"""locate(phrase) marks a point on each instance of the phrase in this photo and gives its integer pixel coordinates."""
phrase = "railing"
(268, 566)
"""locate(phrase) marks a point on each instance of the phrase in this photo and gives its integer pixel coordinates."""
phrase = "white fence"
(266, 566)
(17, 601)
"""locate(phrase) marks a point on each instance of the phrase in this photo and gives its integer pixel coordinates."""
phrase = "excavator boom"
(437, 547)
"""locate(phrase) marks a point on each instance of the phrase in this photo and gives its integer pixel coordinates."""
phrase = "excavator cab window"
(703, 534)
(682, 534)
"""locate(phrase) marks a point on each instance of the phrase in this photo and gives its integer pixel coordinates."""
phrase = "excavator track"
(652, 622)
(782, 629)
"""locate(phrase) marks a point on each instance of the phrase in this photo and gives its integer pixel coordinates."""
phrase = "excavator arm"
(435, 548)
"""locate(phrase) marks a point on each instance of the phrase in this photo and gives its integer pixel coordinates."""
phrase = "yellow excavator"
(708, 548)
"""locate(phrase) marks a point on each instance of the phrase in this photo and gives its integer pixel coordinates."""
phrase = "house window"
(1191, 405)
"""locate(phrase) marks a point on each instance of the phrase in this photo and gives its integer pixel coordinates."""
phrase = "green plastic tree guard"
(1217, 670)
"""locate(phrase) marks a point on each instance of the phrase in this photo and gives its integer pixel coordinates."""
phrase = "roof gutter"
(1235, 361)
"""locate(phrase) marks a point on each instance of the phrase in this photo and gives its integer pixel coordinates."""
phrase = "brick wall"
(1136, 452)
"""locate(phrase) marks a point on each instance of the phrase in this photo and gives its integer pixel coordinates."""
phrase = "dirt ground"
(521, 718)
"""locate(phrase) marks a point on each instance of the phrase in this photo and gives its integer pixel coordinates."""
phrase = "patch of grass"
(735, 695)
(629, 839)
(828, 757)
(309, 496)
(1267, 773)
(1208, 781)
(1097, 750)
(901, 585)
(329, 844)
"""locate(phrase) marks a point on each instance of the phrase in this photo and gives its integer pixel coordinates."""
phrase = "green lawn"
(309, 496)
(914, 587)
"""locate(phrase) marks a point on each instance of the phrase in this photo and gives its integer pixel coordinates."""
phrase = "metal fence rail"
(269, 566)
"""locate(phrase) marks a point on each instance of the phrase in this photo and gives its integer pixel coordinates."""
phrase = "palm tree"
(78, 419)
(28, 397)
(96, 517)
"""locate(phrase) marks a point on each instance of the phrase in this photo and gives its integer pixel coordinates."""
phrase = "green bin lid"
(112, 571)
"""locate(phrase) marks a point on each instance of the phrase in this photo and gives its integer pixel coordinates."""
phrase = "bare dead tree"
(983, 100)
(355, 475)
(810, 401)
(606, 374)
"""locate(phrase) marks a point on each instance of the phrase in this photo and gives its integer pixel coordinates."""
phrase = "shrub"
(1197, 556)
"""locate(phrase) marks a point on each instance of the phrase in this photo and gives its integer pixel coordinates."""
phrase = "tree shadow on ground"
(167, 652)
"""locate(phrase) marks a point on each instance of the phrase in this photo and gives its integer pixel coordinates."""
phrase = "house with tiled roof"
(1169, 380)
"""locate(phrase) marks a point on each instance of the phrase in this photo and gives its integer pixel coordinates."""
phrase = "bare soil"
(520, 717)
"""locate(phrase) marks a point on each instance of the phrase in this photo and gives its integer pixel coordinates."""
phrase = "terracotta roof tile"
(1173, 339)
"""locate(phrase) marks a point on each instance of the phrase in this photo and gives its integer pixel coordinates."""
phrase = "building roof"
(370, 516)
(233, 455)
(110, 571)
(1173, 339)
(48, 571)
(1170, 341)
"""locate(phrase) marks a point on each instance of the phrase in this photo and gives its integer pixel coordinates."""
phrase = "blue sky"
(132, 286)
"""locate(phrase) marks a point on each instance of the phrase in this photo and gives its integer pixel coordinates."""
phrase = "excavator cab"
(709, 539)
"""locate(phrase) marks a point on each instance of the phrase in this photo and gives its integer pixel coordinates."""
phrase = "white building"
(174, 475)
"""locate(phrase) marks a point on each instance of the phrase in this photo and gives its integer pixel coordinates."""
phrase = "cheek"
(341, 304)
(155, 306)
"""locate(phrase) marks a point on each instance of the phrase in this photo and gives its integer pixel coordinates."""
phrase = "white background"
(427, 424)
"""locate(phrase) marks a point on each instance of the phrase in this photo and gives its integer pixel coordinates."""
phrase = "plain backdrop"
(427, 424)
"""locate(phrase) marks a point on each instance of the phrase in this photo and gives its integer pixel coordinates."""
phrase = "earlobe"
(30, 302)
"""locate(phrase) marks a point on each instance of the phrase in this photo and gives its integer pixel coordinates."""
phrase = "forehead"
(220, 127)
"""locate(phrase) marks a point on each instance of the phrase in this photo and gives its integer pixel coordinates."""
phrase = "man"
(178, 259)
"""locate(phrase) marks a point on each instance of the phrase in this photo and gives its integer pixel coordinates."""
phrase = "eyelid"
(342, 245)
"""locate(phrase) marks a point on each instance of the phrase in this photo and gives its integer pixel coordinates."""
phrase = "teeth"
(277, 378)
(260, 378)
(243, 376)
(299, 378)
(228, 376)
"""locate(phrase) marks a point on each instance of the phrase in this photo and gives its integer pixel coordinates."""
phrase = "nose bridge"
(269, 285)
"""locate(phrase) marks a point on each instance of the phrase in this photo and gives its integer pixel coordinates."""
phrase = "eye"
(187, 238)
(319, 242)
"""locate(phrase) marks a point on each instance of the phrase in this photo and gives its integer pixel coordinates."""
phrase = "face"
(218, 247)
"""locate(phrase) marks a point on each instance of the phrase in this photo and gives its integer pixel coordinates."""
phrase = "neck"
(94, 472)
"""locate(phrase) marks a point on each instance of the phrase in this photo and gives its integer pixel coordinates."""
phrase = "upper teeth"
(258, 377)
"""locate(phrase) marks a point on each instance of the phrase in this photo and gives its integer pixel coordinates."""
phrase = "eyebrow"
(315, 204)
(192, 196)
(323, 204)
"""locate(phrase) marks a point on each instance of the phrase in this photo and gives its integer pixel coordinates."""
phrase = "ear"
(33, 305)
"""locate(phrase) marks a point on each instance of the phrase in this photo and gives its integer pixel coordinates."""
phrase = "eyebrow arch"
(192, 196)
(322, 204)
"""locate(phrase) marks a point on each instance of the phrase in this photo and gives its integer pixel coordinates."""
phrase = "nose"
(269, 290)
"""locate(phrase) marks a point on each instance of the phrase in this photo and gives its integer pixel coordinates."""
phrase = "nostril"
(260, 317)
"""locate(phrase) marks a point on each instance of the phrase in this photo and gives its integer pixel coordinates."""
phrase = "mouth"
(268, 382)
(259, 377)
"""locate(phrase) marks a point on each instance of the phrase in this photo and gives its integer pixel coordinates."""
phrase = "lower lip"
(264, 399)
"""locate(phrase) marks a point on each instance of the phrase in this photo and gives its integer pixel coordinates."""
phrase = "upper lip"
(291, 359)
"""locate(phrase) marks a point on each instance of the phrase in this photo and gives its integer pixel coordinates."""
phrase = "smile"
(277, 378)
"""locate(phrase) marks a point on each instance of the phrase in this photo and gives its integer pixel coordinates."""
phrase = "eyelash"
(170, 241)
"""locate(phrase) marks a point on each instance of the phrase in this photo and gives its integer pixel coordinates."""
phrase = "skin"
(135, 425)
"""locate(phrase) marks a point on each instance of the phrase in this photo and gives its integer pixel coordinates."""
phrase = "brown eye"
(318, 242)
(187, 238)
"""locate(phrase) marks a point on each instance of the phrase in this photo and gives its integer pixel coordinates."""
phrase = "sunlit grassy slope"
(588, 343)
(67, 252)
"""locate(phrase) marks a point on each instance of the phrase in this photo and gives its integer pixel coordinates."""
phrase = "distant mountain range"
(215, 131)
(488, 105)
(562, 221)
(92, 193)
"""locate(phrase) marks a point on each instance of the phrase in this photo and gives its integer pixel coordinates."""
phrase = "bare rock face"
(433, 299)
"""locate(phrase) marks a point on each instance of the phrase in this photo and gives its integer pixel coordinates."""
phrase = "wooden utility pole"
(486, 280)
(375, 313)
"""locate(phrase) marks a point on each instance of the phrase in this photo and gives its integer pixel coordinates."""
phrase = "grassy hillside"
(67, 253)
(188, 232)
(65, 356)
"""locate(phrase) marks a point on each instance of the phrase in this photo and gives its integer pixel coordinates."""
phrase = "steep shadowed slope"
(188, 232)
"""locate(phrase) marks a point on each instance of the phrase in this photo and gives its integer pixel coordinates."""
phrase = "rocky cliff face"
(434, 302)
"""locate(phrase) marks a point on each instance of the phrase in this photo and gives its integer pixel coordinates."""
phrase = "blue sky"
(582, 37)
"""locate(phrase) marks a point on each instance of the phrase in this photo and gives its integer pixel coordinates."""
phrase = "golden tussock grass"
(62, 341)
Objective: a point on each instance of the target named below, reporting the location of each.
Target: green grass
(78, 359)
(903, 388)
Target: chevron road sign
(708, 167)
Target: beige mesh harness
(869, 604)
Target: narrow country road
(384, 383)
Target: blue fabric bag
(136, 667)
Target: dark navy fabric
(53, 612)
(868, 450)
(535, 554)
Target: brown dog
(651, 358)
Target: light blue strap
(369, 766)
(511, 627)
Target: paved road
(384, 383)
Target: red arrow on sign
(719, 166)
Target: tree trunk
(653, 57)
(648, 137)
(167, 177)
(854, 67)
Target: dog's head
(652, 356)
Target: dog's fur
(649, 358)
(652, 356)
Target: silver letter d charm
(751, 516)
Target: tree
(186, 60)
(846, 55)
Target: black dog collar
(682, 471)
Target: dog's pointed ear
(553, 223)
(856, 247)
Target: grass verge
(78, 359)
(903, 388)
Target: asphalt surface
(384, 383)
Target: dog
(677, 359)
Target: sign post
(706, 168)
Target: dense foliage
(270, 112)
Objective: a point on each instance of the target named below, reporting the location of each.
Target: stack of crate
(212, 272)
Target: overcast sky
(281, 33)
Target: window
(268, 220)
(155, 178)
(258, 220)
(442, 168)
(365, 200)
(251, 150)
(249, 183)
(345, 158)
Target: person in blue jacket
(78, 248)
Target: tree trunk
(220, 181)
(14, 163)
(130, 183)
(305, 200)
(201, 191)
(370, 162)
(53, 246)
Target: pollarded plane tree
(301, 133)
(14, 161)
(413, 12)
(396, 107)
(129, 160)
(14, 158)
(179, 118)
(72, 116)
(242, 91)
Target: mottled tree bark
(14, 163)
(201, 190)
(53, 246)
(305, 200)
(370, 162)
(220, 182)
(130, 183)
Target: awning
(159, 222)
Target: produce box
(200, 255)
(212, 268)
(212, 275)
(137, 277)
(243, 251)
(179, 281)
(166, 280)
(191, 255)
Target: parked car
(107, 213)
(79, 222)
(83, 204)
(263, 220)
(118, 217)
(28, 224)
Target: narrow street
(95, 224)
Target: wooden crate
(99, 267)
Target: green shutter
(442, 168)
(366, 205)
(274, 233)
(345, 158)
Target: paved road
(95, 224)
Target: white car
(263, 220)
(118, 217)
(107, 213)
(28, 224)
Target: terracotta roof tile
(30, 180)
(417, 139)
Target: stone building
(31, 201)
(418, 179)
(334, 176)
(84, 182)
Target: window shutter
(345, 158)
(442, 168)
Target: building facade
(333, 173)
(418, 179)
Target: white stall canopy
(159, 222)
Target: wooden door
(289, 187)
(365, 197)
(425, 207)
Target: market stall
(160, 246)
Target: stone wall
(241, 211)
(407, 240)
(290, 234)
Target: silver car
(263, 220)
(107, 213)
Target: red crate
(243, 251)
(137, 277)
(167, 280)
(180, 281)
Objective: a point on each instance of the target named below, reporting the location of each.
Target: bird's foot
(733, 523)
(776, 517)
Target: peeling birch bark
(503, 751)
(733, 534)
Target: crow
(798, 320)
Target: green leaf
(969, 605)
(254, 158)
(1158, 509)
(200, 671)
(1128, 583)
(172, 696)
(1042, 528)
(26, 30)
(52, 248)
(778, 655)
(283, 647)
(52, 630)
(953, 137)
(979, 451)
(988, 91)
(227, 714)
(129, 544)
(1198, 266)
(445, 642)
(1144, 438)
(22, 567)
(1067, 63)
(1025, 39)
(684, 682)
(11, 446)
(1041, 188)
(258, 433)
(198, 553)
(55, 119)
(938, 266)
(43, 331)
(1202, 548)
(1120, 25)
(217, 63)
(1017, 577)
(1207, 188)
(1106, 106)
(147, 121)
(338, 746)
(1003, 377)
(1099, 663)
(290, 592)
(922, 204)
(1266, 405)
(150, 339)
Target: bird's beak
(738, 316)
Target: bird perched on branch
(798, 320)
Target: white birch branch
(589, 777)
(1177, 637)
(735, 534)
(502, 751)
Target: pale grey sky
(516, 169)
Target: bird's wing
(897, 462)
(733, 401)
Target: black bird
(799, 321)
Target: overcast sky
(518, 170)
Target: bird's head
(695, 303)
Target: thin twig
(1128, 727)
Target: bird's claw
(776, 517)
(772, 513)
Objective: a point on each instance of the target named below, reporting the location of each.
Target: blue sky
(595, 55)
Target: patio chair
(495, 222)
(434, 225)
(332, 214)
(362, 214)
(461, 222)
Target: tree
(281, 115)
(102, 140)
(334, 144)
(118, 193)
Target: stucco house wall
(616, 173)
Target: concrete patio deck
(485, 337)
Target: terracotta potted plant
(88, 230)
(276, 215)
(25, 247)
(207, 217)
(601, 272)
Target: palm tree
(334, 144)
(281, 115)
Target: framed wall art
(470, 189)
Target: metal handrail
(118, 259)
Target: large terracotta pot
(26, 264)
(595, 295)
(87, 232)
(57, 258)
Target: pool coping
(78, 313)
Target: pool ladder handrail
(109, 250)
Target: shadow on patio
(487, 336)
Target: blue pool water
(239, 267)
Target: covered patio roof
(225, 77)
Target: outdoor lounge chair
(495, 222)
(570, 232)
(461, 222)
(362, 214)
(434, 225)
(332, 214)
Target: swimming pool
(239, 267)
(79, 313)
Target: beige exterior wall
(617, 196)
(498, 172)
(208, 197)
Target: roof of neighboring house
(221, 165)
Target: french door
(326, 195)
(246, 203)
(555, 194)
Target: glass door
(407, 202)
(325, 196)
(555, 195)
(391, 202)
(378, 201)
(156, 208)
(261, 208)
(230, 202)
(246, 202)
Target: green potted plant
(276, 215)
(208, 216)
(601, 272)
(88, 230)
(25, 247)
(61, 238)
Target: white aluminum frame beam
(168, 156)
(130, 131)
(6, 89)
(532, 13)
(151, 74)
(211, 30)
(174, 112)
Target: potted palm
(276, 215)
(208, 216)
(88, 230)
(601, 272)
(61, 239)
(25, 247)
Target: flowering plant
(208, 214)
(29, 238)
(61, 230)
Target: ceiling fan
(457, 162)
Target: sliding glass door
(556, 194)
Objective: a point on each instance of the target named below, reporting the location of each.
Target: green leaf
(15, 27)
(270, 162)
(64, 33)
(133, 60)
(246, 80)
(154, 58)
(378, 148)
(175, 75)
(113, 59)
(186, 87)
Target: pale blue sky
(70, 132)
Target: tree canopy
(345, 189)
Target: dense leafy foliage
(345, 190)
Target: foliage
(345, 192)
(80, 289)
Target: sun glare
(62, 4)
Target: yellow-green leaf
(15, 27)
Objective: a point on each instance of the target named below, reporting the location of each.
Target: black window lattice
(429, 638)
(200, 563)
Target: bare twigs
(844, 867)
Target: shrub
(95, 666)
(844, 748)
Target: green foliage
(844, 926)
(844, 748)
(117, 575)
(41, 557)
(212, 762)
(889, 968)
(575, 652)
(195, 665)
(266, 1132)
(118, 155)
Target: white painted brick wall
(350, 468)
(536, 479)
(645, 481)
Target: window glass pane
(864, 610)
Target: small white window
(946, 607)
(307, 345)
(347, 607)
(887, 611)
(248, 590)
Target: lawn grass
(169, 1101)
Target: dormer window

_Task item:_
The answer consists only of the lines from the one containing "Target: pool coping" to the end of the records, each written out exactly.

_Completed exercise:_
Target: pool coping
(78, 313)
Target: pool ladder handrail
(109, 250)
Target: shadow on patio
(487, 336)
Target: blue pool water
(239, 267)
Target: covered patio roof
(225, 77)
Target: outdoor lounge chair
(495, 222)
(570, 232)
(461, 222)
(362, 214)
(434, 225)
(332, 214)
Target: swimming pool
(239, 267)
(79, 313)
Target: beige exterior wall
(617, 196)
(498, 172)
(208, 197)
Target: roof of neighboring house
(221, 165)
Target: french door
(326, 195)
(246, 203)
(555, 194)
Target: glass door
(407, 202)
(325, 196)
(555, 195)
(391, 202)
(378, 201)
(156, 208)
(261, 208)
(230, 202)
(246, 202)
Target: green potted plant
(276, 215)
(208, 216)
(601, 272)
(88, 230)
(25, 247)
(61, 238)
Target: white aluminum frame beam
(168, 156)
(130, 131)
(6, 89)
(532, 13)
(151, 74)
(211, 30)
(174, 112)
Target: potted palm
(276, 215)
(208, 216)
(88, 230)
(601, 272)
(61, 239)
(25, 247)
Target: flowering plant
(208, 214)
(29, 238)
(61, 230)
Target: ceiling fan
(457, 162)
Target: sliding glass door
(556, 194)
Objective: a point on each instance of the target named below, reporting the location of each.
Target: green leaf
(15, 27)
(270, 162)
(64, 33)
(133, 60)
(246, 80)
(154, 58)
(378, 148)
(175, 75)
(113, 59)
(186, 87)
Target: pale blue sky
(70, 132)
Target: tree canopy
(345, 189)
Target: dense leafy foliage
(345, 190)
Target: foliage
(345, 192)
(80, 289)
Target: sun glare
(62, 4)
Target: yellow-green leaf
(15, 27)
Objective: a point on each instance of the target named below, reporting the location of each.
Target: black window lattice
(429, 638)
(200, 563)
Target: bare twigs
(844, 867)
Target: shrub
(95, 666)
(844, 748)
Target: green foliage
(844, 926)
(844, 748)
(117, 575)
(41, 557)
(212, 762)
(889, 968)
(575, 652)
(195, 665)
(266, 1132)
(118, 155)
Target: white painted brick wall
(350, 468)
(536, 479)
(645, 481)
Target: window glass pane
(864, 610)
Target: small white window
(946, 607)
(307, 345)
(347, 607)
(887, 611)
(248, 590)
Target: lawn grass
(169, 1101)
Target: dormer window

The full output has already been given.